Testo.
------------------------------------------------------------------------

Era gracile, molto gracile, e così il papà , macellaio, lo rimpinzava di bistecche. Giovanili nel Deportivo, non ancora Superdepor, e poi il Barcellona, dal 1954 al 1961. Fra i compagni, campionissimi del calibro di Ladislao Kubala, Sandor Kocsis, Evaristo. E come allenatore, il più influente, un certo Helenio Herrera. Insieme, vinsero 2 Lighe, 2 Coppe domestiche e 1 Coppa delle Fiere. Nel 1961, per la cronaca e per la storia, Suarez disputò la finale di Coppa dei Campioni, a Berna: 3-2 per il Benfica di Bela Guttmann e non ancora di Eusebio. La prima al di fuori del quinquennio madridista. Un ingorgo di pali, alcuni sicuri e altri misteriosi; sui due di Kubala si può scommettere.
Helenio aveva già firmato per l’Inter. Lo segnalò, lo volle a tutti i costi. Angelo Moratti e Italo Allodi glielo portarono al «modico» prezzo di 250 milioni di lire (dell’epoca), cifra che permise ai catalani di arredare e ampliare il Camp Nou. Cominciava un nuovo romanzo. L’era della Grande Inter: 3 scudetti, 2 Coppe dei Campioni, 2 Coppe Intercontinentali. Diventò Luisito. Numero dieci, atipico rispetto agli atipici del ruolo. Nel senso che sapeva fare tutto, anche i gol: un po’ come Michel Platini, citato in un’intervista a Gianni Mura. Nel Barça giocava avanzato e, dunque, segnava di più; nell’Inter arretrò in regia, rampa per gli scatti di Sandro Mazzola e Jair. E, quindi, segnò di meno.

------------------------------------------------------------------------

Dati raccolti.
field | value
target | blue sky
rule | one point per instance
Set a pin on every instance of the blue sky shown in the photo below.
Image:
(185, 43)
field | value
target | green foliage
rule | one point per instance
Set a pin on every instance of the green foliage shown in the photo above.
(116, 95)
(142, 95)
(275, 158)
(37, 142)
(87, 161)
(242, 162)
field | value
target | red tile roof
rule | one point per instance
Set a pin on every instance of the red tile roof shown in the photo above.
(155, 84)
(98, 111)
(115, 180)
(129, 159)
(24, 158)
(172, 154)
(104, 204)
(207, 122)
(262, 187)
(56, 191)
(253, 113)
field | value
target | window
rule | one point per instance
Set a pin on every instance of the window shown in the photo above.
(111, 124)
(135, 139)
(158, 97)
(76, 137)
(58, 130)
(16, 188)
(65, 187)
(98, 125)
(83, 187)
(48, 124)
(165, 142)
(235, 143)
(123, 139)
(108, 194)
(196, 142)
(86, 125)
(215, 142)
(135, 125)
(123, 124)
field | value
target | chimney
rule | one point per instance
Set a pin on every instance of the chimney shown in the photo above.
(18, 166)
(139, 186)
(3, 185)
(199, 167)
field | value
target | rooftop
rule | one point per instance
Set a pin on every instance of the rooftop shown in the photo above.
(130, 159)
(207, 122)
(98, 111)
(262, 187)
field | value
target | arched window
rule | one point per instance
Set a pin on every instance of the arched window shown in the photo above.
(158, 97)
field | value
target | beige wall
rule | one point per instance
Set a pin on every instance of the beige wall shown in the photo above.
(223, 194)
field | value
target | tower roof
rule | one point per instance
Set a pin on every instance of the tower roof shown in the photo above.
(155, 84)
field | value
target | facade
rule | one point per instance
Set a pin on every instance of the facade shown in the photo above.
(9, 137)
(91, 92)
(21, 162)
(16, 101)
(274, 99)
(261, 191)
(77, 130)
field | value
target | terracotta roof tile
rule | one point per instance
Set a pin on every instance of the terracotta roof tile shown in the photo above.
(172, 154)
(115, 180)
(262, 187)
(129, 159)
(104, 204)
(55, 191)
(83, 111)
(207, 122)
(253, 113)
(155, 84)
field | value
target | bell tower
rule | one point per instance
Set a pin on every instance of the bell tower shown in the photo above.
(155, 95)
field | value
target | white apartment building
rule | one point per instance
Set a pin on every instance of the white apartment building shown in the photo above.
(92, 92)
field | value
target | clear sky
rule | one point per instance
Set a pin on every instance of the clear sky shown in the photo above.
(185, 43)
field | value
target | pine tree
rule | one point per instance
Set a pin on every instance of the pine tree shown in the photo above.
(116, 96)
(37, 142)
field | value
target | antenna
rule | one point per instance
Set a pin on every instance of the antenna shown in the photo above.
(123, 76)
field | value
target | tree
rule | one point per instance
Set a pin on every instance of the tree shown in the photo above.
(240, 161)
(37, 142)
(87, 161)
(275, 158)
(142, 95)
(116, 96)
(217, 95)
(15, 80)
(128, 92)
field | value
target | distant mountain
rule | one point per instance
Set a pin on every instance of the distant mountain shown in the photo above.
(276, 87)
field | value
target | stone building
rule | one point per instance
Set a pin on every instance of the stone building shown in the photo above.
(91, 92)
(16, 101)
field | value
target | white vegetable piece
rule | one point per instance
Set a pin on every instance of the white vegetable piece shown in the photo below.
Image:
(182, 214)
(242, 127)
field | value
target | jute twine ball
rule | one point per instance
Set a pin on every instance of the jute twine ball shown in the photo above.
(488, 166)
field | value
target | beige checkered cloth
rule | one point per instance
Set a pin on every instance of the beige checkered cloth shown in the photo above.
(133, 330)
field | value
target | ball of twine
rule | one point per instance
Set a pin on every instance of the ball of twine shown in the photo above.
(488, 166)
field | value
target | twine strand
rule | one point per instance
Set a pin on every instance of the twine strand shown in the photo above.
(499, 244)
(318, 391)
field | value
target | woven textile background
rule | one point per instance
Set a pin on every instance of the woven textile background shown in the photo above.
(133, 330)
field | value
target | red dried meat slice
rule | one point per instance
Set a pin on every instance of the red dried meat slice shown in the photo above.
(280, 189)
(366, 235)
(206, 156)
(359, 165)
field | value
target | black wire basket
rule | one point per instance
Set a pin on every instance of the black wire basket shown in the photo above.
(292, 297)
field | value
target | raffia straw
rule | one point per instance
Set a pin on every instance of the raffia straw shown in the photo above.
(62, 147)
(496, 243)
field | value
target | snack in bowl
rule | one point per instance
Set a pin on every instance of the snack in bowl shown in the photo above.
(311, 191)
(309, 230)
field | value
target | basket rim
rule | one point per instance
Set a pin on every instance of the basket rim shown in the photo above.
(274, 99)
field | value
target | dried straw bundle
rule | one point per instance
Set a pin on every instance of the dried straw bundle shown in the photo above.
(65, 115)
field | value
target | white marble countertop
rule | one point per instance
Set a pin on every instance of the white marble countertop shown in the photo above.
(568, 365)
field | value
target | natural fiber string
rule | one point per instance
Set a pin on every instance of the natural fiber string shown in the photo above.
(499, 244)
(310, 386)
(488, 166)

------------------------------------------------------------------------

Consegna.
Prosegui il testo sulla carriera di Suarez tra Barcellona e Inter, riprendendo dopo la sua ultima frase. Il materiale proviene da un'altra fonte.

Risposta.
Se Armando Picchi era il capo-capitano del fortino, Suarez era il leader dalla metà campo in su. Non più il grissino galiziano, ma un tipo tosto, che leggeva l’azione prima degli avversari. Elegante nel palleggio, di un destro soave, quasi un violino. Specialità della casa, il lancio lungo. Risorsa, non limite. Con Giacinto Facchetti era il cocco del Mago, ai cui caffè preferiva le tisane (ipse dixit).
Il 1960 gli regalò il pallone d’oro, addirittura: unico spagnolo ad aggiudicarselo. L’anno magico resterà , nei secoli, il 1964. Il 27 maggio, al Prater di Vienna, il trionfo contro il Real dell’amico Alfredo. Era al canto del cigno, ma nel sottopassaggio Picchi continuava a dire, terrorizzato: «guarda questo, guarda quello, guarda il Colonnello (Ferenc Puskas)». Gli replicò, piccato: «ehi, muchachos, siamo qui per batterli, mica per chiedergli l’autografo». Morale: 3-1 con doppietta del Baffo. Il 21 giugno, al Bernabeu di Madrid, la corona europea per nazioni: 2-1 all’Unione Sovietica. E più non dimandare.
Era il classico direttore d’orchestra, tutto bacchetta, orecchio e spartito. Ma se qualcuno faceva il furbo – penso a un malcapitato oplita del Borussia Dortmund – giù botte. Da giovane, il suo idolo era José Luis Panizo, il 10 dell’Athletic Bilbao. Così innamorato da scimmiottarne la pettinatura: finché almeno ha avuto i capelli. Lasciò l’Inter nel ‘70, inviso all’altro Herrera, Heriberto. Lo convocò Ivanoe Fraizzoli, gli disse che, secondo il paraguagio, lui e Mario Corso non potevano giocare insieme. Luisito sorrise: «meno male che è arrivato adesso, sennò avremmo meno trofei». Poi, serio: «presidente, venda me; ho 35 anni, Mariolino 29». Finì alla Sampdoria dell’amico Giovanni Lodetti detto basletta e di un giovane Marcello Lippi. Di quell’estate, amara e incasinata, conservò un rimpianto, forse un rimorso. Prima della Samp si era mosso il Cagliari di Manlio Scopigno e Gigi Riva. Al debutto in Coppa dei Campioni, Scopigno lo avrebbe voluto come timoniere. Declinò l’invito: «probabilmente sbagliai».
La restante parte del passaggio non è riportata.